→ **Exercise task**
Output all of the data below exactly as given.

→ **Source records**
━━━
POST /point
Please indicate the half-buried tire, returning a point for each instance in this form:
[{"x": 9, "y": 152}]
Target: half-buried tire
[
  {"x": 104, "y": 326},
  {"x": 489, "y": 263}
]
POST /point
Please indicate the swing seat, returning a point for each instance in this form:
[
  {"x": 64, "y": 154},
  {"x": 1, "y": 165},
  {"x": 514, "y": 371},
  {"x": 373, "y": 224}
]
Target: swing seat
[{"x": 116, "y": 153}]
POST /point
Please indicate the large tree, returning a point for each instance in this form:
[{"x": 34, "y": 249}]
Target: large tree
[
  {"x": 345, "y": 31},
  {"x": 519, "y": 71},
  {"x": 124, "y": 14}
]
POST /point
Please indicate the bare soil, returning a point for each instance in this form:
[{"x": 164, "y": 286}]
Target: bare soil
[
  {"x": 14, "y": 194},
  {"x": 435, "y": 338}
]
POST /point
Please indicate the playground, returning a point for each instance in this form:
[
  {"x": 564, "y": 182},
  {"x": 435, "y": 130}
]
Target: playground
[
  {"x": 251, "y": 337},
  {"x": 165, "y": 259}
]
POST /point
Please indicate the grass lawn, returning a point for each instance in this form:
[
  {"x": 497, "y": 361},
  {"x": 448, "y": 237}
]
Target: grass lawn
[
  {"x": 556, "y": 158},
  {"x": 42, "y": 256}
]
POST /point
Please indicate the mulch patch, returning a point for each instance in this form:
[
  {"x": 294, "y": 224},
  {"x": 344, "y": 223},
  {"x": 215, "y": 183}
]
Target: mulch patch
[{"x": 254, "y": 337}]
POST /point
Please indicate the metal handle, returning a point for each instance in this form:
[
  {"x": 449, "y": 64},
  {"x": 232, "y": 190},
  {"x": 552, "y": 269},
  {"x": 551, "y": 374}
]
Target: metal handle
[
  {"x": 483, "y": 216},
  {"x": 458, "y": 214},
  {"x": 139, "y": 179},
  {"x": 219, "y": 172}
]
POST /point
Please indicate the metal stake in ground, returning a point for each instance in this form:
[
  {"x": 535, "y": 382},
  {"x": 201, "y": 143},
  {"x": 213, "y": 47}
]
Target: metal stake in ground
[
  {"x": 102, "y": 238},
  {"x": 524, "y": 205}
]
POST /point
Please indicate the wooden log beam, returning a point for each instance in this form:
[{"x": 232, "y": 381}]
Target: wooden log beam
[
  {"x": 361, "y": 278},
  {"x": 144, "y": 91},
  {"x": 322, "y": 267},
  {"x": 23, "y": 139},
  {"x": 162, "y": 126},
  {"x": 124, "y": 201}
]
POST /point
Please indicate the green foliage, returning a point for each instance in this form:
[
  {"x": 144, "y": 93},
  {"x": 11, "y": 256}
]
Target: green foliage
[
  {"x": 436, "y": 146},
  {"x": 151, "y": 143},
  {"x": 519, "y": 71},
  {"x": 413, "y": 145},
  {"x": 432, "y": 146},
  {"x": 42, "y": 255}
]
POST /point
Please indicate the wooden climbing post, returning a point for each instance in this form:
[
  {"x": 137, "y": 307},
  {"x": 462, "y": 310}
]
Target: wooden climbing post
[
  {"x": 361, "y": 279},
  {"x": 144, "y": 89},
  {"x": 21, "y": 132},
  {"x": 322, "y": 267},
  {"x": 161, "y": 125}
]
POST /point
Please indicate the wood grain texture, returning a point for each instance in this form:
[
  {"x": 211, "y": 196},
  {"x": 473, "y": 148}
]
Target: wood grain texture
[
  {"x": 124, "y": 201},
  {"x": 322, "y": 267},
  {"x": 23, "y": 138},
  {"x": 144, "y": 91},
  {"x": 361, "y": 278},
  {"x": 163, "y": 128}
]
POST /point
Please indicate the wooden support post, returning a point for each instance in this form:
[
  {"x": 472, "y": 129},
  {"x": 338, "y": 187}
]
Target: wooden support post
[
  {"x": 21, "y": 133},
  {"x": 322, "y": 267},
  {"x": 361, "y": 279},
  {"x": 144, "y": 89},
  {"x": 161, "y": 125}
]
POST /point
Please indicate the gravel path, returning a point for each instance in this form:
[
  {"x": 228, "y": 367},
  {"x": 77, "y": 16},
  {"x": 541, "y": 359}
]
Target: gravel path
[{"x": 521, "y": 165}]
━━━
→ **Written response**
POST /point
Please indicate the half-buried tire, returning a point for each instance in this form:
[{"x": 9, "y": 152}]
Target: half-buried tire
[
  {"x": 104, "y": 326},
  {"x": 489, "y": 263}
]
POST /point
Please indicate the swing seat, returning a point for each instance in this form:
[
  {"x": 64, "y": 154},
  {"x": 1, "y": 165},
  {"x": 514, "y": 371},
  {"x": 373, "y": 224}
]
Target: swing seat
[{"x": 116, "y": 153}]
POST /point
Please indicate the large tree, returning a point for each instance in this form:
[{"x": 34, "y": 249}]
Target: large tree
[
  {"x": 345, "y": 31},
  {"x": 519, "y": 71},
  {"x": 124, "y": 14}
]
POST /point
Please indicate the bare soil, returning a point for each instance in this form:
[{"x": 164, "y": 286}]
Target: bare soil
[
  {"x": 14, "y": 194},
  {"x": 435, "y": 338}
]
POST /point
Please indicate the playground, returning a point for each instance in this form:
[
  {"x": 564, "y": 182},
  {"x": 435, "y": 130}
]
Target: playground
[
  {"x": 251, "y": 337},
  {"x": 165, "y": 259}
]
POST /point
Please indicate the grass lawn, returning a point for each instance in this form:
[
  {"x": 497, "y": 361},
  {"x": 448, "y": 237}
]
Target: grass lawn
[
  {"x": 556, "y": 158},
  {"x": 42, "y": 256}
]
POST /point
Please indicate the mulch patch, returning a point for each instance in this form:
[
  {"x": 294, "y": 224},
  {"x": 344, "y": 223},
  {"x": 215, "y": 183}
]
Target: mulch patch
[{"x": 254, "y": 337}]
POST /point
Please indicate the metal handle, returning a point for each instance in this form:
[
  {"x": 449, "y": 64},
  {"x": 232, "y": 190},
  {"x": 552, "y": 269},
  {"x": 551, "y": 374}
]
Target: metal handle
[
  {"x": 483, "y": 216},
  {"x": 458, "y": 214},
  {"x": 139, "y": 179},
  {"x": 219, "y": 172}
]
POST /point
Please indicate the metal stake in ground, returning a point for each instance in this form:
[
  {"x": 535, "y": 382},
  {"x": 201, "y": 143},
  {"x": 213, "y": 47}
]
Target: metal stake in ground
[
  {"x": 102, "y": 238},
  {"x": 524, "y": 205}
]
POST /point
Please indicate the wooden log beam, returning a point for each instance in this form:
[{"x": 232, "y": 381}]
Target: wooden log beam
[
  {"x": 361, "y": 278},
  {"x": 144, "y": 91},
  {"x": 322, "y": 267},
  {"x": 23, "y": 139},
  {"x": 162, "y": 126},
  {"x": 124, "y": 201}
]
POST /point
Please indicate the green foliage, returning a point for each instance in this form:
[
  {"x": 144, "y": 93},
  {"x": 11, "y": 256}
]
Target: green foliage
[
  {"x": 436, "y": 146},
  {"x": 151, "y": 143},
  {"x": 519, "y": 71},
  {"x": 413, "y": 145},
  {"x": 432, "y": 146},
  {"x": 42, "y": 255}
]
POST /point
Please indicate the wooden climbing post, returning a point for each instance in this form:
[
  {"x": 137, "y": 307},
  {"x": 462, "y": 310}
]
Target: wooden climbing post
[
  {"x": 361, "y": 279},
  {"x": 144, "y": 89},
  {"x": 21, "y": 132},
  {"x": 322, "y": 267},
  {"x": 161, "y": 125}
]
POST /point
Please indicate the wood grain texture, returning a point for each instance in this form:
[
  {"x": 211, "y": 196},
  {"x": 473, "y": 148}
]
Target: wood grain texture
[
  {"x": 124, "y": 201},
  {"x": 322, "y": 267},
  {"x": 23, "y": 138},
  {"x": 144, "y": 91},
  {"x": 361, "y": 278},
  {"x": 163, "y": 128}
]
POST /point
Please indicate the wooden support post, returning a point for each instance in this form:
[
  {"x": 472, "y": 129},
  {"x": 338, "y": 187}
]
Target: wooden support post
[
  {"x": 21, "y": 133},
  {"x": 322, "y": 267},
  {"x": 361, "y": 279},
  {"x": 144, "y": 89},
  {"x": 161, "y": 125}
]
POST /point
Please indicate the gravel path, returning a point for each instance in this form:
[
  {"x": 228, "y": 367},
  {"x": 77, "y": 16},
  {"x": 541, "y": 359}
]
Target: gravel path
[{"x": 521, "y": 165}]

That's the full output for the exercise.